### EXERCISE REQUIREMENTS
Return the data below word for word, from its first line through the line that contains "<point>557,406</point>", including both of those lines.

### Data listing
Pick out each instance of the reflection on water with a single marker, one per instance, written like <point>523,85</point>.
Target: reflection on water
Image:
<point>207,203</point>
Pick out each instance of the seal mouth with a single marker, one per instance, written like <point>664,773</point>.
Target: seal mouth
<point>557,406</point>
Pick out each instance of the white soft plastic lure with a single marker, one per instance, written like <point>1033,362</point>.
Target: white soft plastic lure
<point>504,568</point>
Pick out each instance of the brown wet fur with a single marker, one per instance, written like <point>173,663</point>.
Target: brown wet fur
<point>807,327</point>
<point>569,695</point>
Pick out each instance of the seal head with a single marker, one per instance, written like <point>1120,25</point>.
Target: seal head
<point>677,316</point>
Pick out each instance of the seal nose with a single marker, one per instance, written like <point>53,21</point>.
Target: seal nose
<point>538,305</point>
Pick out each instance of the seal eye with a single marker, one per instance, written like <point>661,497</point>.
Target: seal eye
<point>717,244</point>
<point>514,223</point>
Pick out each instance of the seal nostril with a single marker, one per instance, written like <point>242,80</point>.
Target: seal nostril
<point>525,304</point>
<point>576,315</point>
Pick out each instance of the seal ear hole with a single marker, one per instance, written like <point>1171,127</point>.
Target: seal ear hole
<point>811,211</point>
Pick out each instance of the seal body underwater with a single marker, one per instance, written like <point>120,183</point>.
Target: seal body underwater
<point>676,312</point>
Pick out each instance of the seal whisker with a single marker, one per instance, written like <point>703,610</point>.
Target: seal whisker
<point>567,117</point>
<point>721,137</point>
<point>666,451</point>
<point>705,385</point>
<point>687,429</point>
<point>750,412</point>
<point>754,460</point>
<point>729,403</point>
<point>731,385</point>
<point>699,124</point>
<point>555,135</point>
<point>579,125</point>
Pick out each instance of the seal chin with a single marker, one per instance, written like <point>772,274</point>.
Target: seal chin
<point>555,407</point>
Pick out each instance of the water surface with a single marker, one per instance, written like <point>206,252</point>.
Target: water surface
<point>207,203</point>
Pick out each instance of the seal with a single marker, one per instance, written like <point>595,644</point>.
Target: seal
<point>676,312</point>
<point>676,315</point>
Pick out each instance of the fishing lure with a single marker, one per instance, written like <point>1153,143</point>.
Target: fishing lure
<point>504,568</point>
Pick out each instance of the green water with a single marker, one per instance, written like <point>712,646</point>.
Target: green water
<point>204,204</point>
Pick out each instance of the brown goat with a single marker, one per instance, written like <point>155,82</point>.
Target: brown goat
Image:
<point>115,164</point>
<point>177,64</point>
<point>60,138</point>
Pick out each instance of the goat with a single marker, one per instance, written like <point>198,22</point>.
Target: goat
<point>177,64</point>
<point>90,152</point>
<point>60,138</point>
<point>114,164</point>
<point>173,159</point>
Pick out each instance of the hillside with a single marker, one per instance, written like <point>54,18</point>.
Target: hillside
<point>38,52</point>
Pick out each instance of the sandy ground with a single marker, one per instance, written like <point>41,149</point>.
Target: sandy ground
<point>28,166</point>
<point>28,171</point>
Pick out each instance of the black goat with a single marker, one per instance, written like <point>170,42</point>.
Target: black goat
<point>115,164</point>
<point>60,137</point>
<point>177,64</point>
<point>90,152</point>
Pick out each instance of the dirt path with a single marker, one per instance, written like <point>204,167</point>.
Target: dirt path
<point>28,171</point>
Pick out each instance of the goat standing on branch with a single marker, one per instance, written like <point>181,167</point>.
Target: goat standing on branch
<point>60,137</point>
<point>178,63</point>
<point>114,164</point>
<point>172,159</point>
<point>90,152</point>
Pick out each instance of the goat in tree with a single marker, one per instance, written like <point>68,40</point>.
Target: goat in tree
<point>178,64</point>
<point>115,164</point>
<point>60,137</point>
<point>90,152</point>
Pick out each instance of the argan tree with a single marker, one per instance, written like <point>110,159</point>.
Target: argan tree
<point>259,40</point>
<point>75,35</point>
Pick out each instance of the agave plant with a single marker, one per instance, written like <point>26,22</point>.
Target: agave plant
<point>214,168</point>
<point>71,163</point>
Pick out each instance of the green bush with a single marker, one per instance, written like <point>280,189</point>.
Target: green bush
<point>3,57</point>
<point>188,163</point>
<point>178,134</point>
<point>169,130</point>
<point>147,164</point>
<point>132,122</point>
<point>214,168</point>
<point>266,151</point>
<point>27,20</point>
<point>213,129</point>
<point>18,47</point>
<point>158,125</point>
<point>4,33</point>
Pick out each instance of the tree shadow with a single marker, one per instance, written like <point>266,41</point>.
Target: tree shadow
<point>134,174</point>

### REPLY TO THE EXERCISE
Pick out each instance of the reflection on water with a single marker, one per instance, written like <point>523,85</point>.
Target: reflection on water
Image:
<point>207,203</point>
Pick out each instance of the seal mouth with a single marker, one per instance, written like <point>664,773</point>.
Target: seal mouth
<point>557,406</point>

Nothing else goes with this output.